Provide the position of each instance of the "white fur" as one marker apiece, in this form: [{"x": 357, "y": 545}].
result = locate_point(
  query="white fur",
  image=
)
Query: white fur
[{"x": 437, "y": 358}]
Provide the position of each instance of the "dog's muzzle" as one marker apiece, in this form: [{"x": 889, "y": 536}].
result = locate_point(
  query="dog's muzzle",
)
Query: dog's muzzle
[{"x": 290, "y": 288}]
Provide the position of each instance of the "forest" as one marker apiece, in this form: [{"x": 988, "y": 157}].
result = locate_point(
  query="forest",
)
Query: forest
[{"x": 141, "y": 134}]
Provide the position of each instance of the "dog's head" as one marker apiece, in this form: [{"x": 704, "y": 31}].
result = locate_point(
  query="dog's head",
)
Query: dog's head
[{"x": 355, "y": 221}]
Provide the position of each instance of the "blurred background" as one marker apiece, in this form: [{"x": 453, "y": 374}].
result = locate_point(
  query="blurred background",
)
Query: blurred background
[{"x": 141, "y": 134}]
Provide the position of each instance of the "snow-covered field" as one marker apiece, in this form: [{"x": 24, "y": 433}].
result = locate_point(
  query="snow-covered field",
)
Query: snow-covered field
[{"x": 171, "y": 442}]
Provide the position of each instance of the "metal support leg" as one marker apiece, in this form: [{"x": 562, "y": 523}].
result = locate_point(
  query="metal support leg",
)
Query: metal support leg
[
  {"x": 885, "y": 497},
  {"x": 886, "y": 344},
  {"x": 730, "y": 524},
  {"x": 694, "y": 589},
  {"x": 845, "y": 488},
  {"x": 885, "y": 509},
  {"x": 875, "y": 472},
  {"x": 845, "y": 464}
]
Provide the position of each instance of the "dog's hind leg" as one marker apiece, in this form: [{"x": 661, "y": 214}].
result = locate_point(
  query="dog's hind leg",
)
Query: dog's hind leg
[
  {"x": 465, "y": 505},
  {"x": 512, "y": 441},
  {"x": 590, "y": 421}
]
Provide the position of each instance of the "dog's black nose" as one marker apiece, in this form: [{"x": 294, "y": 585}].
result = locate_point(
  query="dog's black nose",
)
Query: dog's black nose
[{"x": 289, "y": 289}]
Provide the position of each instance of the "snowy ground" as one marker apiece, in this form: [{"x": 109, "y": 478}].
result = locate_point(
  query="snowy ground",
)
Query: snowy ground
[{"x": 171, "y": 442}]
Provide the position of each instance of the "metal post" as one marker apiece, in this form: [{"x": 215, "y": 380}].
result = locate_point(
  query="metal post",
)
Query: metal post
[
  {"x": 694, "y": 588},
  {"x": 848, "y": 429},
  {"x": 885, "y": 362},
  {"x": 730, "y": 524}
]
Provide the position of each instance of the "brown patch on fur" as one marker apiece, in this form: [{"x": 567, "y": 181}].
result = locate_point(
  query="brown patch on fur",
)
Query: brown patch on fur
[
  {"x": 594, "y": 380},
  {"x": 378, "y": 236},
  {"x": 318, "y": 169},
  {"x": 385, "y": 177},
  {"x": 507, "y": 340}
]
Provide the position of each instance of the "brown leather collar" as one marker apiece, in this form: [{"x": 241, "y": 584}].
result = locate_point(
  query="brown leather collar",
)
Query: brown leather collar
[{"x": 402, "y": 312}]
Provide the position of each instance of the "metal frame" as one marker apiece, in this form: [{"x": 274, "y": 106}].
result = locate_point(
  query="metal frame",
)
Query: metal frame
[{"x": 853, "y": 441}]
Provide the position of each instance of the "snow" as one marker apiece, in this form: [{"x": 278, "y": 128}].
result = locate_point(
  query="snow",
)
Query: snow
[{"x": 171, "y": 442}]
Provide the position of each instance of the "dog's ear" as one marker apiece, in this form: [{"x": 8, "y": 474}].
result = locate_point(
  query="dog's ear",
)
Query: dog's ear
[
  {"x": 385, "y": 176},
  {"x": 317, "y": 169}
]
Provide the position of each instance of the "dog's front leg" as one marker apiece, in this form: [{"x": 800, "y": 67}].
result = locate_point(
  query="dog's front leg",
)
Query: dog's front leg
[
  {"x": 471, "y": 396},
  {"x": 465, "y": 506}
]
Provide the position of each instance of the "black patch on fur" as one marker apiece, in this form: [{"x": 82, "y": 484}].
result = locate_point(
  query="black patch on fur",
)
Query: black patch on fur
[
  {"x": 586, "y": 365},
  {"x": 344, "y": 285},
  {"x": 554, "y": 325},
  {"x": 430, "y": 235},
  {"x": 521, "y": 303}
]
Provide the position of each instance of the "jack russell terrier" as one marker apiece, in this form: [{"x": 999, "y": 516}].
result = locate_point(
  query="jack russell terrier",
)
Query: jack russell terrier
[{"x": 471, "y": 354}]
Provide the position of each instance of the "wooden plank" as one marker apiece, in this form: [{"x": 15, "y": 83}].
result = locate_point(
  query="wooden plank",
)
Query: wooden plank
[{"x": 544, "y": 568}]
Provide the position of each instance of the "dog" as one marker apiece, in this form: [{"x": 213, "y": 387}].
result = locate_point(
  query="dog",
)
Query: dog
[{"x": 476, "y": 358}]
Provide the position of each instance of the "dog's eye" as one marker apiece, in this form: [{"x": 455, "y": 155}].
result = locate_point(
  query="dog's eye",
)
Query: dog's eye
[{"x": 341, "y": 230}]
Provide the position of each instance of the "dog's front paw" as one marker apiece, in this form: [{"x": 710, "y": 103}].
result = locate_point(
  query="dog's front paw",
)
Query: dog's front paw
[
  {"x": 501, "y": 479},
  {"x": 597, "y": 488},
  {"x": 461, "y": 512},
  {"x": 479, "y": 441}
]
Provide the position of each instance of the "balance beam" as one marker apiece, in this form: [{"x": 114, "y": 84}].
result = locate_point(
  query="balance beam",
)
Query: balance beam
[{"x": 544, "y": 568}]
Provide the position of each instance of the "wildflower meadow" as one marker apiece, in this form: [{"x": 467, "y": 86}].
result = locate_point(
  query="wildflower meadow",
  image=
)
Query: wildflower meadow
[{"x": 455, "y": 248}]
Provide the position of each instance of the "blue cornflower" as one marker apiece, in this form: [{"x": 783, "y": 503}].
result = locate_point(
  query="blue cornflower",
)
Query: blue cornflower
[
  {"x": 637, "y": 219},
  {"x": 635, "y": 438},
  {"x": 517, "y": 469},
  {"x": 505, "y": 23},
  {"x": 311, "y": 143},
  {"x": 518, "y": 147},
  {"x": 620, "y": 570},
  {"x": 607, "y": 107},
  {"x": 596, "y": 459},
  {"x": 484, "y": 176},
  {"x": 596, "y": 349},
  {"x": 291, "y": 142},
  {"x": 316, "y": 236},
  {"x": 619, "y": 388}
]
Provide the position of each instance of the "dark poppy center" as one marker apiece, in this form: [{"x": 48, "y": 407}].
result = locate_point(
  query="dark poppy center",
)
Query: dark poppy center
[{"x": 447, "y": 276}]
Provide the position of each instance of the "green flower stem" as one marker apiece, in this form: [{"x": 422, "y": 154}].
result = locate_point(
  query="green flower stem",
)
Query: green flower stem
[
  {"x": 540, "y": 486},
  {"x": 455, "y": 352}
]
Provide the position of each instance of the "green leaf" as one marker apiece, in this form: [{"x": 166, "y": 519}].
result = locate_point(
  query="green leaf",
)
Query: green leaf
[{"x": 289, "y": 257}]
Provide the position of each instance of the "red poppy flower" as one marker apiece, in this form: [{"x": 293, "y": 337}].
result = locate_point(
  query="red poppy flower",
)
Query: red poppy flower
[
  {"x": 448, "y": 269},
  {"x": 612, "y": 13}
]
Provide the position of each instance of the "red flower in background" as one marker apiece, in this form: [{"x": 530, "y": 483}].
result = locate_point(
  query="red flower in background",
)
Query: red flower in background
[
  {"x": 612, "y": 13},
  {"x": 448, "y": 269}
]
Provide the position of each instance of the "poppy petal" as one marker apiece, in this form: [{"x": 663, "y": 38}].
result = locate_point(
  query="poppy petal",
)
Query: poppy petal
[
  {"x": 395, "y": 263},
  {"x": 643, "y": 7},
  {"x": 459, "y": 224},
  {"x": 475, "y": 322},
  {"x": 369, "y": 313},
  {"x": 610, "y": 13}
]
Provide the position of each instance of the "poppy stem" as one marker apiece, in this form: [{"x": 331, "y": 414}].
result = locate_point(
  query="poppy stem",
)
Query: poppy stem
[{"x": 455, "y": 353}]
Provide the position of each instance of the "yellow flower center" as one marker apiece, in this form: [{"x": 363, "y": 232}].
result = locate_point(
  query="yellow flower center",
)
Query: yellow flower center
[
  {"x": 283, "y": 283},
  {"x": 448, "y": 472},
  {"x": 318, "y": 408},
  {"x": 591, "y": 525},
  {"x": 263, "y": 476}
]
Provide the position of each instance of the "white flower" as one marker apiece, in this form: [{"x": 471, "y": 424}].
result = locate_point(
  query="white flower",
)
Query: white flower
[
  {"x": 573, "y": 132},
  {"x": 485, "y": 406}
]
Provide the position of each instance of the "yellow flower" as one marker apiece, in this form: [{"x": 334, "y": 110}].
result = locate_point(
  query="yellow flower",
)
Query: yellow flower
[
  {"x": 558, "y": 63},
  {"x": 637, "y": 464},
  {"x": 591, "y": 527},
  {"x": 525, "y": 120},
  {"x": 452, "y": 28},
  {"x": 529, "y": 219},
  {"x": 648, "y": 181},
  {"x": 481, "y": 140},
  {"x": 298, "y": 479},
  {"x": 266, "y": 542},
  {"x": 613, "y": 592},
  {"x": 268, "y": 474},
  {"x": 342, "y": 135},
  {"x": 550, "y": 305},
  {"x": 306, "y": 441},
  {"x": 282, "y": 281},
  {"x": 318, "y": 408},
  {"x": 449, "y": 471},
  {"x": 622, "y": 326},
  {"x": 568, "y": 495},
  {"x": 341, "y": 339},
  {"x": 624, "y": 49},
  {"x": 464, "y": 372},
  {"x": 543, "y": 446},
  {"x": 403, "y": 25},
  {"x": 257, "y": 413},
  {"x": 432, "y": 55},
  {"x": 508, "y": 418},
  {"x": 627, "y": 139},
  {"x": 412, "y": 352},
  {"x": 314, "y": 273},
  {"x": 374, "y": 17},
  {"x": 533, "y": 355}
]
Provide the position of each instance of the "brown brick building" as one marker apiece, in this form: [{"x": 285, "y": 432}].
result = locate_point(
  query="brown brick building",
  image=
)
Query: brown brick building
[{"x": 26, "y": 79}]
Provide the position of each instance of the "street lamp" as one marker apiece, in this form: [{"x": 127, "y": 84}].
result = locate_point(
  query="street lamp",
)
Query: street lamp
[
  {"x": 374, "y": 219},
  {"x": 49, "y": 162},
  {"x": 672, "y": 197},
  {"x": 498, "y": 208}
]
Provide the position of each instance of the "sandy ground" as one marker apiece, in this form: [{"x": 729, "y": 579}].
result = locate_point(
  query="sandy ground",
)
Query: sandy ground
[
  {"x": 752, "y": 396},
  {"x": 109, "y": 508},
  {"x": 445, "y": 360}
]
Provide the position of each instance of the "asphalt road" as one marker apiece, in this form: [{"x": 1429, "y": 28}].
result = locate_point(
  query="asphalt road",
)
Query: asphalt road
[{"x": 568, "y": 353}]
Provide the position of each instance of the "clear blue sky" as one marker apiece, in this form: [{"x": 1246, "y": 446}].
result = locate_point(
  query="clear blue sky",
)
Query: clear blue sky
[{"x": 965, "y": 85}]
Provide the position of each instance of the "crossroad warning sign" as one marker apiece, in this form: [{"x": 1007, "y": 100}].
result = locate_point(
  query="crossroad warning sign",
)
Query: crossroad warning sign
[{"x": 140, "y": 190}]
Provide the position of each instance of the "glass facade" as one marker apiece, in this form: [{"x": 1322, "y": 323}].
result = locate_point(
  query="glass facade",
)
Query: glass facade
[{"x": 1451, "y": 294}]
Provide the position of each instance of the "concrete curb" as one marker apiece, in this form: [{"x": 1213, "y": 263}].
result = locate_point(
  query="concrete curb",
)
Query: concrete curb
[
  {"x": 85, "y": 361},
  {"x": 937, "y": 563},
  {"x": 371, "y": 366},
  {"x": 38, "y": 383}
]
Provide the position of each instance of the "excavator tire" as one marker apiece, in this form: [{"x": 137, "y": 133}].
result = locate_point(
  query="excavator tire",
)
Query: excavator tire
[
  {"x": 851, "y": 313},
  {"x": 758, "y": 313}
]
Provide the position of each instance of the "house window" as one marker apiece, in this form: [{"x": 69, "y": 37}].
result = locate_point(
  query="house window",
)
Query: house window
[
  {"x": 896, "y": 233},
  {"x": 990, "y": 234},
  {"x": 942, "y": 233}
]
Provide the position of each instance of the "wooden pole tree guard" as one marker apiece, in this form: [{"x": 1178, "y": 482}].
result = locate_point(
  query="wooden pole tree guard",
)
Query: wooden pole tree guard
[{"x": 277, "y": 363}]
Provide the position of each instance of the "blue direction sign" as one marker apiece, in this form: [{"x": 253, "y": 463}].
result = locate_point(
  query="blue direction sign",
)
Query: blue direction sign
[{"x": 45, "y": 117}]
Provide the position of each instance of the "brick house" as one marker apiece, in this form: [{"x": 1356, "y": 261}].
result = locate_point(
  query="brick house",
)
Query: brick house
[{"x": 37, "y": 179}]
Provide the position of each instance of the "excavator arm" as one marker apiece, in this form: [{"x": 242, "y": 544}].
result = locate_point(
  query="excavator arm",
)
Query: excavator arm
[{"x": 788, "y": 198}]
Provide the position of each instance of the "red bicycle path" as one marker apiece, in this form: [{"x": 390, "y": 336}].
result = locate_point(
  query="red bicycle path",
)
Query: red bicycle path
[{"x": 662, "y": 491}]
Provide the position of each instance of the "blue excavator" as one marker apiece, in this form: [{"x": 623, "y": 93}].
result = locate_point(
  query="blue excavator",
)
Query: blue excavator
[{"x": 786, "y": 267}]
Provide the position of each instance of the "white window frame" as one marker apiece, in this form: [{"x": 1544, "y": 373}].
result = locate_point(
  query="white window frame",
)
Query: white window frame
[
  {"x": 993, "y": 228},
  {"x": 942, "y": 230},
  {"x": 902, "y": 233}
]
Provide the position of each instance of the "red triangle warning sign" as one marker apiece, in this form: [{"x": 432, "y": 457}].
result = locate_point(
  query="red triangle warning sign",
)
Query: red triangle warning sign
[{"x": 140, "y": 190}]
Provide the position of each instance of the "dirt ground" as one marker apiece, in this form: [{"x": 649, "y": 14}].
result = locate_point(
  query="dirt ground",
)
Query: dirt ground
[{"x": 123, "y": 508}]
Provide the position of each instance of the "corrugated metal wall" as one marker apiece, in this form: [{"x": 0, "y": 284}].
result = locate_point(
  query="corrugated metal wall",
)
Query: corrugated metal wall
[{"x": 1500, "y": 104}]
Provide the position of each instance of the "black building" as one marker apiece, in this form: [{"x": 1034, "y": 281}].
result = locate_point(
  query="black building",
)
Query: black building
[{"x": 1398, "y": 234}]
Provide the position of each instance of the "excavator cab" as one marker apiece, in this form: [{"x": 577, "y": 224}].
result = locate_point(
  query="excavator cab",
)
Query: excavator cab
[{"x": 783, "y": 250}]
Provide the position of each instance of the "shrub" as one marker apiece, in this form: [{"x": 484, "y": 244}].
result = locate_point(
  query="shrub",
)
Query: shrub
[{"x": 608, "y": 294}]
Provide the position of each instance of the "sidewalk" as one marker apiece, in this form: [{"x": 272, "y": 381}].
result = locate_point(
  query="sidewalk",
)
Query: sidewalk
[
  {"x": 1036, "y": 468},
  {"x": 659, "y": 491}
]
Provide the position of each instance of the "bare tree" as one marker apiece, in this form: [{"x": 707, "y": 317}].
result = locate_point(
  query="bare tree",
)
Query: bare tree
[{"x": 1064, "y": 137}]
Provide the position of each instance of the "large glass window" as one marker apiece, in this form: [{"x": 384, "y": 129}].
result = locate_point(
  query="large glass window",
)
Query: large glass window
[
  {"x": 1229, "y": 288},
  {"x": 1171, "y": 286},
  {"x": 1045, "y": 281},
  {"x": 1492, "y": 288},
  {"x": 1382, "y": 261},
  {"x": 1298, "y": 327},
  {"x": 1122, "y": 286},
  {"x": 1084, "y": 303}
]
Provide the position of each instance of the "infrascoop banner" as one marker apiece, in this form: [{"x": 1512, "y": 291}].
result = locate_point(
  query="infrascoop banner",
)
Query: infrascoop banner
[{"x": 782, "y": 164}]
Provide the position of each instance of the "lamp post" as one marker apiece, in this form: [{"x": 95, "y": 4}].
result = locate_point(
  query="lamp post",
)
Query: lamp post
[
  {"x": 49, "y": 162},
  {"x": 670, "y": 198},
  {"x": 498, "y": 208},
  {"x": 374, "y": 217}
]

-------------------------

**Task description**. Count the lines in the material above that contain the string "sign", and reply with that number alone.

**Full solution**. 9